[Data extracted from a collection]
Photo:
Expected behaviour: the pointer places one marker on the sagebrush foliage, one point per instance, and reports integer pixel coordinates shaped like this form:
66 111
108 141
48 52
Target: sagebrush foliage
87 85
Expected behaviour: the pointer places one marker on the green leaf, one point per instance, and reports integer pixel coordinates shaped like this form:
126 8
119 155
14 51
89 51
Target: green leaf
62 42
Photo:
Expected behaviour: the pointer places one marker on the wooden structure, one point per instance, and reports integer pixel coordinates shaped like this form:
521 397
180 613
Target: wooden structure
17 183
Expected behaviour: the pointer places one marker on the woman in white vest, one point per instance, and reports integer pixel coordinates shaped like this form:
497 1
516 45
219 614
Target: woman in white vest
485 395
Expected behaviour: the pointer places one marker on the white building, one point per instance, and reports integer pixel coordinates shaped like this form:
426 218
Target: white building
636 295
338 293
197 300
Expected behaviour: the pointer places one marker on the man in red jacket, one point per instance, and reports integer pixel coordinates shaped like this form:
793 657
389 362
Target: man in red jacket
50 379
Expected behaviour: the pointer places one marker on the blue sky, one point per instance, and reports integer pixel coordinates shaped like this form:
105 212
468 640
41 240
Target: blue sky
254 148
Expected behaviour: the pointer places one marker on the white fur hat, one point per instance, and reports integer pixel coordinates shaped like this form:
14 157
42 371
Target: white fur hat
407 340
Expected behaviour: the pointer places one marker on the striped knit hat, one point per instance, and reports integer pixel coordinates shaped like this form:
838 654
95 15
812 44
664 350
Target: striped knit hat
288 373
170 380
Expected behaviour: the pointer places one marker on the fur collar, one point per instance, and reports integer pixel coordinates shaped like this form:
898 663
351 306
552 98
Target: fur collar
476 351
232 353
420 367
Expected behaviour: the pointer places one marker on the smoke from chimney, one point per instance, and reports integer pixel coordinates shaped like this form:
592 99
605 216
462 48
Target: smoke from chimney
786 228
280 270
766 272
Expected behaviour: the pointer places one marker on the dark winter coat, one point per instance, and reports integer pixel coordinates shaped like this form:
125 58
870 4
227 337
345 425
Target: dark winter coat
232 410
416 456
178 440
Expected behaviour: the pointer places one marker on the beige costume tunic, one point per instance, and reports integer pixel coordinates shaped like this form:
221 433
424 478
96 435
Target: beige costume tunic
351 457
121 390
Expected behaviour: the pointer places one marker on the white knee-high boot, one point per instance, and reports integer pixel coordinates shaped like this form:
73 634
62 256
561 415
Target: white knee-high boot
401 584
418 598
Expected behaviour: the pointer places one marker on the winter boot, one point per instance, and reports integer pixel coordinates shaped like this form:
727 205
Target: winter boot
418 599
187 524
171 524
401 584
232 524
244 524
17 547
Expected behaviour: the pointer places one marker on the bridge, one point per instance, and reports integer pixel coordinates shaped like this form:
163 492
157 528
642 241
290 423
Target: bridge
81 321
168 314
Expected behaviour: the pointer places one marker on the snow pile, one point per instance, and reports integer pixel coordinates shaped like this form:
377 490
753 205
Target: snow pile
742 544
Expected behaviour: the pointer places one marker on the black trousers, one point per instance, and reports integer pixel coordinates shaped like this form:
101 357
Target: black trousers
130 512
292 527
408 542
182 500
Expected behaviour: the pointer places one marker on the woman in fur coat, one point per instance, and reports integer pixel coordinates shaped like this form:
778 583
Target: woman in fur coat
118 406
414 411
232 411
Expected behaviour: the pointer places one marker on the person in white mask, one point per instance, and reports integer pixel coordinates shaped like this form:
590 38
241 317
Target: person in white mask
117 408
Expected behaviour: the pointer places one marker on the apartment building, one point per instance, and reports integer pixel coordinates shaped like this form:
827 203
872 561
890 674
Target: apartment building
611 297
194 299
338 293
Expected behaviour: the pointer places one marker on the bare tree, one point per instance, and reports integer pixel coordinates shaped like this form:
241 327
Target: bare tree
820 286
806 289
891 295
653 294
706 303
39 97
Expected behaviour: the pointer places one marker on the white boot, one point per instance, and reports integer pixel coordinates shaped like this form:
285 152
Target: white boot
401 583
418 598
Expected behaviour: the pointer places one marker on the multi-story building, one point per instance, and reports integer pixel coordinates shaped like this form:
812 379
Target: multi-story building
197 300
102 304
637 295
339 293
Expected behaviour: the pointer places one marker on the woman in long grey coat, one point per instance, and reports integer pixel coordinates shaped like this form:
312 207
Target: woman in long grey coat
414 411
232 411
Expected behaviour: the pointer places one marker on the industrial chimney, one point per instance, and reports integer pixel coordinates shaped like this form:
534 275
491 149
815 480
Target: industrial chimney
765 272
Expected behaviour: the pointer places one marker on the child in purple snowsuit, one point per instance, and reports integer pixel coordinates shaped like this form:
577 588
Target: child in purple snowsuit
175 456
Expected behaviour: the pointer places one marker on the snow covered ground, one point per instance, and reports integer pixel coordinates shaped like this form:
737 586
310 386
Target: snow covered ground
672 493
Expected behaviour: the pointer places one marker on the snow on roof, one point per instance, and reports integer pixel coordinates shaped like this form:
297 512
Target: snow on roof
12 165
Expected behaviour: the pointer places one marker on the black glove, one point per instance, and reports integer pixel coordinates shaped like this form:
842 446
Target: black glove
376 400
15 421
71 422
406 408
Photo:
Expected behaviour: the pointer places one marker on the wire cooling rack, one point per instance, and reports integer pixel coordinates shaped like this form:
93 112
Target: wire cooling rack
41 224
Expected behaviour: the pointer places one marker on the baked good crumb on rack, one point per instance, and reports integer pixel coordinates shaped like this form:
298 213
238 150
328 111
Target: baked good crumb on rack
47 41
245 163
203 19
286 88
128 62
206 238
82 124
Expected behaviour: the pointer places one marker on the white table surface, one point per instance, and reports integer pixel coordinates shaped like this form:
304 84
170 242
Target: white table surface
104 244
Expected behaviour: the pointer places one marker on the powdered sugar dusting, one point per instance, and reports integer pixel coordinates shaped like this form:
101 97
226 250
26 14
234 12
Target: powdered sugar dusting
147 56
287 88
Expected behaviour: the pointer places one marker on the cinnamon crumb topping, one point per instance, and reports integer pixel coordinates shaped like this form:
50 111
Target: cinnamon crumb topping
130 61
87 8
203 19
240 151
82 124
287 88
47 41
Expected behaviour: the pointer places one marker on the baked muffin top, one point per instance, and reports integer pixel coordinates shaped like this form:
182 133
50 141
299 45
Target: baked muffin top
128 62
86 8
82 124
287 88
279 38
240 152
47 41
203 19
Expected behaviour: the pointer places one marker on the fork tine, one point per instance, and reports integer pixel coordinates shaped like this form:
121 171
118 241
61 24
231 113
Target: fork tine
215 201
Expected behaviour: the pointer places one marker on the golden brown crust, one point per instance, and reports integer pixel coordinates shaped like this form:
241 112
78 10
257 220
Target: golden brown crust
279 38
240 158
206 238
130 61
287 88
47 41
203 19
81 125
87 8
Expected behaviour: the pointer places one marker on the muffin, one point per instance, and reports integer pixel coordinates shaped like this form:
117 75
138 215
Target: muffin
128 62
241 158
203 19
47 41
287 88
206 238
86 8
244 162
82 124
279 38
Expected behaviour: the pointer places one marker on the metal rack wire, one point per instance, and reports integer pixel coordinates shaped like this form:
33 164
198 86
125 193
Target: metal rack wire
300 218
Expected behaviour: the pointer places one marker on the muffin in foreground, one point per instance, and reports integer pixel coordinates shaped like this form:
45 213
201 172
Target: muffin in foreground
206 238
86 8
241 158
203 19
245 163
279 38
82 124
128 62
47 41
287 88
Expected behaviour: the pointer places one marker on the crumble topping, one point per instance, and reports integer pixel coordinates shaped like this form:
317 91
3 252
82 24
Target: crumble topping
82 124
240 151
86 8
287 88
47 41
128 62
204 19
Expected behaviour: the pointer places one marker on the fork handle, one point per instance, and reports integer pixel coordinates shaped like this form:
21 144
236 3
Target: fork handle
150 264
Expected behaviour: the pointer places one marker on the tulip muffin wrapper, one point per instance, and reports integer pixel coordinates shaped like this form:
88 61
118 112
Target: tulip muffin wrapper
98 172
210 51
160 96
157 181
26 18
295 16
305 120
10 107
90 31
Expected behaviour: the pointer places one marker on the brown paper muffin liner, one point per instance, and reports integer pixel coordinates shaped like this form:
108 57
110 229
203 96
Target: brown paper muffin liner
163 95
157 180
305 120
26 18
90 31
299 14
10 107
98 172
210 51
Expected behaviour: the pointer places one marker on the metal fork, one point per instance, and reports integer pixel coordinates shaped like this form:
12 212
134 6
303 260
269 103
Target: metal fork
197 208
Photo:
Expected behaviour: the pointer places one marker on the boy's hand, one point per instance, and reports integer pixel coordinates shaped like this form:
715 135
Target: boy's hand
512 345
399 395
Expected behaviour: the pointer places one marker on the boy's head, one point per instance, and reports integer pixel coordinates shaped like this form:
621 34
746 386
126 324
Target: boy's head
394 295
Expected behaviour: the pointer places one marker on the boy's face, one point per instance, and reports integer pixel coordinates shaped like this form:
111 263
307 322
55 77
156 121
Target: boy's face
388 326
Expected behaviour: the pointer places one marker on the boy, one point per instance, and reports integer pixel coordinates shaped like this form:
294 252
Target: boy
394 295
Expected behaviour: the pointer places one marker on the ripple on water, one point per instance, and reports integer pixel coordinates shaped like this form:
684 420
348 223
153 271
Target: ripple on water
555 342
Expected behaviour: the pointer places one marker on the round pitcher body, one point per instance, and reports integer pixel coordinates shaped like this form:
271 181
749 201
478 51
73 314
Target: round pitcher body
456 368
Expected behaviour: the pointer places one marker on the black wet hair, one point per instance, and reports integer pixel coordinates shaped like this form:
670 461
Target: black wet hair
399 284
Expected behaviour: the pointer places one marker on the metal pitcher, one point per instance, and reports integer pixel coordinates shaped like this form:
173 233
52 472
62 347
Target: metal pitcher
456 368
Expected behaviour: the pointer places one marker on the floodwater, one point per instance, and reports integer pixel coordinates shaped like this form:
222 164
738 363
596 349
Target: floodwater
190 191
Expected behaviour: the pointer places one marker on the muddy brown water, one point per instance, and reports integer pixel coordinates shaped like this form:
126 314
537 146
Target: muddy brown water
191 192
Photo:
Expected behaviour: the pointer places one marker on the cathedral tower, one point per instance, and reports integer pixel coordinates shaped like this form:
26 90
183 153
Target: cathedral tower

* Request:
Your task is to reproduce, exactly and exclusively, the lines from the one holding "boy's face, one" through the final line of the listing.

* Answer to this task:
Expected behaviour: the pointer places one marker on the boy's face, one point per instance, and reports integer pixel coordinates shaped like this form:
111 263
307 322
55 77
156 121
Target: boy's face
388 326
Expected behaviour: the pointer places one marker on the boy, one point per instance, and reports integer pixel coordinates shaped like this form:
294 252
Target: boy
394 295
Expected behaviour: the pointer places one marker on the ripple on water, one point per instance, and reports integer pixel coordinates shaped like this form:
684 420
348 223
153 271
Target: ripple on water
555 342
Expected behaviour: the pointer places one marker on the round pitcher body, one point per instance, and reports integer pixel coordinates shaped like this form:
271 181
749 201
478 51
73 314
Target: round pitcher body
456 368
Expected behaviour: the pointer places one marker on the black wet hair, one point per instance, and reports integer pixel coordinates shaped like this form:
670 461
Target: black wet hair
399 284
Expected behaviour: the pointer places one marker on the metal pitcher, one point per instance, and reports integer pixel coordinates shaped like this form:
173 233
52 472
62 347
Target: metal pitcher
456 368
Expected behaviour: the pointer places one marker on the floodwater, one point per instance, and reports integer pixel coordinates shaped like this form:
222 164
738 363
596 349
Target: floodwater
190 191
Expected behaviour: the pointer places one marker on the muddy brown water, one point per instance, and reports integer pixel coordinates shaped like this form:
126 314
537 146
Target: muddy brown water
191 192
Photo:
Expected behaviour: the pointer places one marker on the cathedral tower, one point per instance, and reports integer pixel coordinates shaped like this form:
26 90
183 153
Target: cathedral tower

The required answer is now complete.